▶
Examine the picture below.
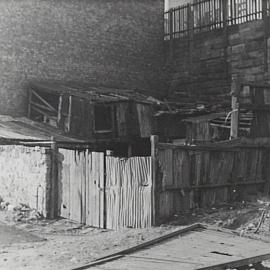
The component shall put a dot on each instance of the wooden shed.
(91, 113)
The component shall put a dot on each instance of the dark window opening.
(103, 118)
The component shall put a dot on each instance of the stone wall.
(201, 69)
(116, 43)
(24, 173)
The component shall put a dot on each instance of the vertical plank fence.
(81, 186)
(189, 177)
(104, 192)
(128, 192)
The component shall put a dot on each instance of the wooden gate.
(128, 192)
(81, 186)
(83, 197)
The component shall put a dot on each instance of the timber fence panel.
(203, 176)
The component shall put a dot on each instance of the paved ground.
(10, 235)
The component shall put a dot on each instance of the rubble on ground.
(20, 213)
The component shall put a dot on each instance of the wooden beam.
(69, 113)
(41, 107)
(44, 101)
(235, 109)
(214, 186)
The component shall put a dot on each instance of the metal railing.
(206, 15)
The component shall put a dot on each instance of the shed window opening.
(103, 118)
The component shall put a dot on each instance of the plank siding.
(128, 192)
(189, 177)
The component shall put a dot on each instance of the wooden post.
(266, 33)
(53, 211)
(225, 34)
(171, 24)
(59, 111)
(69, 113)
(235, 109)
(190, 45)
(29, 103)
(154, 141)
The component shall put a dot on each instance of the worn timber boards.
(194, 247)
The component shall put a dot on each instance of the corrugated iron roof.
(24, 129)
(93, 93)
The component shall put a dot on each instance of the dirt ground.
(61, 244)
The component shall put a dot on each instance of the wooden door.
(95, 189)
(81, 186)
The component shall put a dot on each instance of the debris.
(261, 221)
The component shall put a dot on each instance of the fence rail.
(207, 15)
(189, 177)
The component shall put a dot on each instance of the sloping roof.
(93, 93)
(24, 129)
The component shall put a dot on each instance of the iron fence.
(206, 15)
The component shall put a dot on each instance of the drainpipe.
(235, 109)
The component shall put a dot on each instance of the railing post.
(154, 141)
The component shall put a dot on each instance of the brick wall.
(22, 171)
(116, 43)
(201, 70)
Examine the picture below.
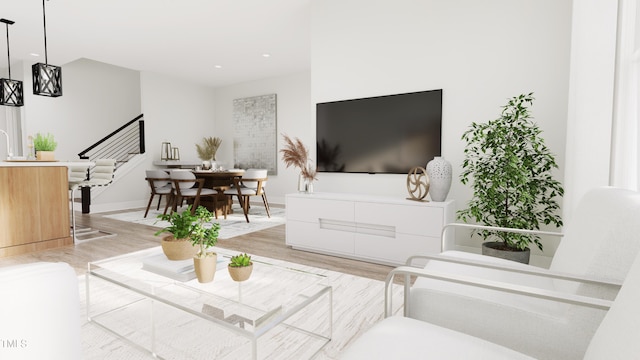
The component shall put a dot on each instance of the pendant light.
(10, 90)
(47, 79)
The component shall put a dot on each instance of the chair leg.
(149, 205)
(245, 207)
(170, 200)
(266, 203)
(73, 213)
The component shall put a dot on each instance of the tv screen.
(385, 134)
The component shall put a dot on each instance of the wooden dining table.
(219, 180)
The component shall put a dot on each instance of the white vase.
(304, 185)
(439, 171)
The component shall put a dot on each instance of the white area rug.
(234, 225)
(357, 305)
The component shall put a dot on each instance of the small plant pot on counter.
(497, 249)
(240, 273)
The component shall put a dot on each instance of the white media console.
(384, 230)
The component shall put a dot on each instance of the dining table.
(219, 180)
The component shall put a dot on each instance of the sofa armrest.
(546, 294)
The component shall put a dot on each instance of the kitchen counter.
(34, 206)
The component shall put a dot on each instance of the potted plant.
(44, 145)
(296, 154)
(509, 168)
(208, 148)
(177, 246)
(204, 237)
(240, 267)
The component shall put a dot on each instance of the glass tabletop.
(274, 291)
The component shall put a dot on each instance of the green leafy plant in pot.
(510, 168)
(208, 148)
(44, 145)
(240, 267)
(204, 236)
(177, 245)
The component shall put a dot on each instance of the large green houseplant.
(510, 168)
(194, 235)
(204, 236)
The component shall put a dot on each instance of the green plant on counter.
(240, 260)
(44, 142)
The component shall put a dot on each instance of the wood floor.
(131, 237)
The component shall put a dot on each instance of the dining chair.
(252, 183)
(102, 175)
(160, 184)
(186, 185)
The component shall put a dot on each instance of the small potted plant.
(240, 267)
(44, 145)
(208, 148)
(510, 168)
(177, 245)
(204, 236)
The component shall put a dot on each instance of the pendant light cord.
(8, 53)
(44, 20)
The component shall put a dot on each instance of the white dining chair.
(252, 183)
(160, 184)
(102, 175)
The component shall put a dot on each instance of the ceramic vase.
(439, 171)
(304, 185)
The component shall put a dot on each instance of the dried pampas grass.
(295, 154)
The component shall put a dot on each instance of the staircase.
(126, 145)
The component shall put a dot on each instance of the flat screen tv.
(379, 135)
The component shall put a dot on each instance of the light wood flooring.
(132, 237)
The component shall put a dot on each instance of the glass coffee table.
(280, 312)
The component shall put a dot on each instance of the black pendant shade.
(11, 93)
(47, 79)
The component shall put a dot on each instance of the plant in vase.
(44, 145)
(207, 149)
(177, 246)
(295, 154)
(204, 237)
(509, 168)
(240, 267)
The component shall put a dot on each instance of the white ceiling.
(181, 38)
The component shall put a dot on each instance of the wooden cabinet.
(34, 209)
(378, 229)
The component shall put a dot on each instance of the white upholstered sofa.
(39, 312)
(601, 242)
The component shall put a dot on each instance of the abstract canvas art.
(255, 133)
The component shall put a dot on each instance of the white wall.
(175, 111)
(479, 52)
(97, 98)
(294, 118)
(591, 98)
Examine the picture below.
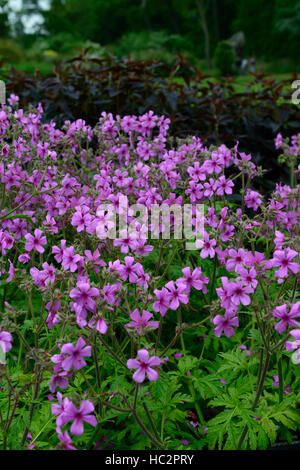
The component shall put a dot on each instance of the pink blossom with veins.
(79, 416)
(35, 241)
(283, 259)
(286, 318)
(83, 295)
(193, 279)
(141, 321)
(177, 295)
(75, 355)
(144, 366)
(163, 301)
(239, 293)
(207, 246)
(225, 324)
(248, 277)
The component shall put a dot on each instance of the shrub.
(106, 340)
(224, 58)
(82, 88)
(11, 51)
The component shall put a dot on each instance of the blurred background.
(216, 36)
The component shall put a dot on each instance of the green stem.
(280, 378)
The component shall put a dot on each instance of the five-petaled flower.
(144, 366)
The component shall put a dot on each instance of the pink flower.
(5, 341)
(163, 301)
(69, 259)
(192, 279)
(66, 440)
(207, 245)
(83, 295)
(129, 270)
(139, 322)
(36, 241)
(177, 295)
(143, 366)
(75, 355)
(286, 318)
(82, 218)
(98, 322)
(225, 324)
(283, 259)
(252, 199)
(80, 416)
(239, 293)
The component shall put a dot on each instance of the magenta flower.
(286, 318)
(99, 323)
(5, 341)
(66, 441)
(59, 410)
(177, 295)
(60, 380)
(248, 277)
(163, 301)
(129, 270)
(207, 245)
(69, 259)
(225, 324)
(81, 218)
(192, 279)
(139, 322)
(294, 345)
(252, 199)
(75, 358)
(80, 416)
(283, 259)
(35, 241)
(144, 366)
(83, 295)
(239, 293)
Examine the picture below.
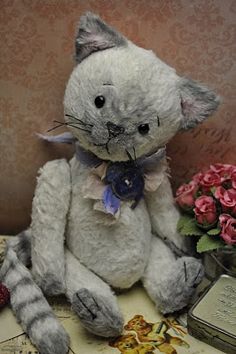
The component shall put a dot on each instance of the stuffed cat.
(107, 218)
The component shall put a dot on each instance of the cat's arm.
(50, 207)
(165, 215)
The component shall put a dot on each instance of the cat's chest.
(100, 240)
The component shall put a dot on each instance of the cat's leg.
(92, 299)
(49, 212)
(29, 304)
(170, 282)
(21, 244)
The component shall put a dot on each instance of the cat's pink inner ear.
(95, 35)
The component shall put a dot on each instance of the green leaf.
(214, 232)
(207, 243)
(187, 227)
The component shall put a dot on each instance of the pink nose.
(115, 130)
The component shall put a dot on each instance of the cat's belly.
(117, 252)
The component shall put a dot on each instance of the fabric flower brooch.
(111, 183)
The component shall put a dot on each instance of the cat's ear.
(94, 35)
(197, 102)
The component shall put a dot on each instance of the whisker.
(61, 124)
(57, 126)
(79, 120)
(76, 127)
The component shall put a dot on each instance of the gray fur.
(21, 244)
(180, 285)
(177, 279)
(96, 314)
(95, 35)
(54, 343)
(51, 285)
(78, 249)
(30, 307)
(198, 102)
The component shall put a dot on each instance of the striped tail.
(28, 302)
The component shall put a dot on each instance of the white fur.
(50, 208)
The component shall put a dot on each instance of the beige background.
(36, 41)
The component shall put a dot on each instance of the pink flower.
(205, 211)
(209, 179)
(227, 198)
(185, 195)
(197, 177)
(233, 178)
(228, 228)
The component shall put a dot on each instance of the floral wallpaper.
(36, 38)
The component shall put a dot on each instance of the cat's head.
(121, 97)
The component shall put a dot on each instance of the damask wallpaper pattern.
(197, 37)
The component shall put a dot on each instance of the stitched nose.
(115, 130)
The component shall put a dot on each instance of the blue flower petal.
(110, 201)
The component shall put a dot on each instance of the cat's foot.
(176, 290)
(49, 336)
(97, 314)
(50, 284)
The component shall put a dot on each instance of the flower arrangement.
(208, 203)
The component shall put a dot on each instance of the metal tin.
(212, 319)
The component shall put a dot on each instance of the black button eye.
(99, 101)
(143, 129)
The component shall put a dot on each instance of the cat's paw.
(97, 313)
(49, 337)
(179, 284)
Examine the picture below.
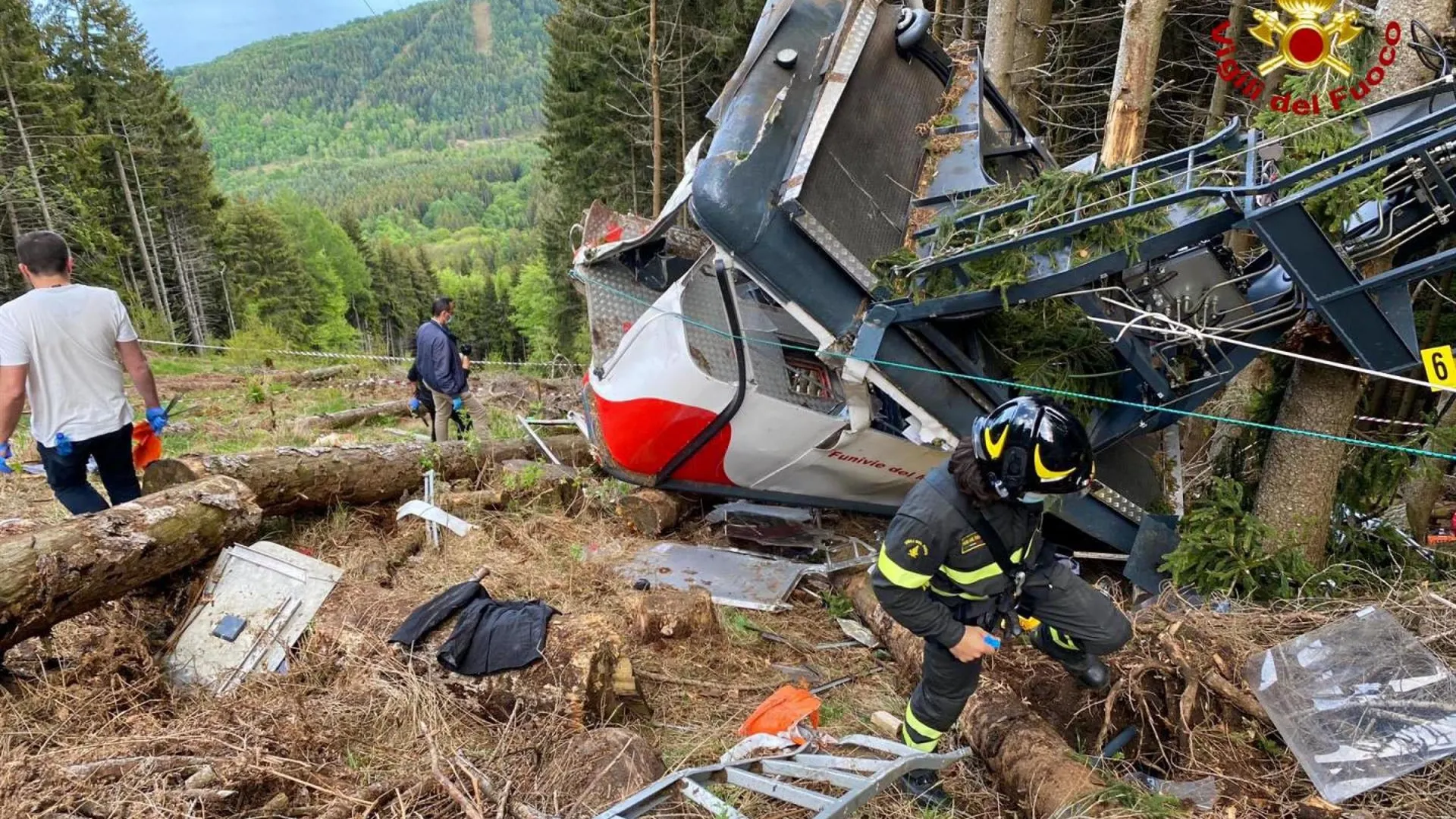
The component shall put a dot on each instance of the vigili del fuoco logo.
◀
__Aim of the task__.
Rewrite the records as a numbered list, from the line containing "the metal tin." through the end of the records, both included. Leave out blank lines and pictures.

__Complete answer__.
1. The component shall put a dot on each instance of the metal tin.
2. (212, 319)
3. The component shall put a dot on each instance of the black button eye.
4. (99, 101)
5. (143, 129)
6. The component shall put a dot on each instance of the cat's paw.
7. (97, 313)
8. (49, 337)
9. (179, 284)
10. Examine the picture below.
11. The component shall put a dot on each instance of the vigili del fuoco logo.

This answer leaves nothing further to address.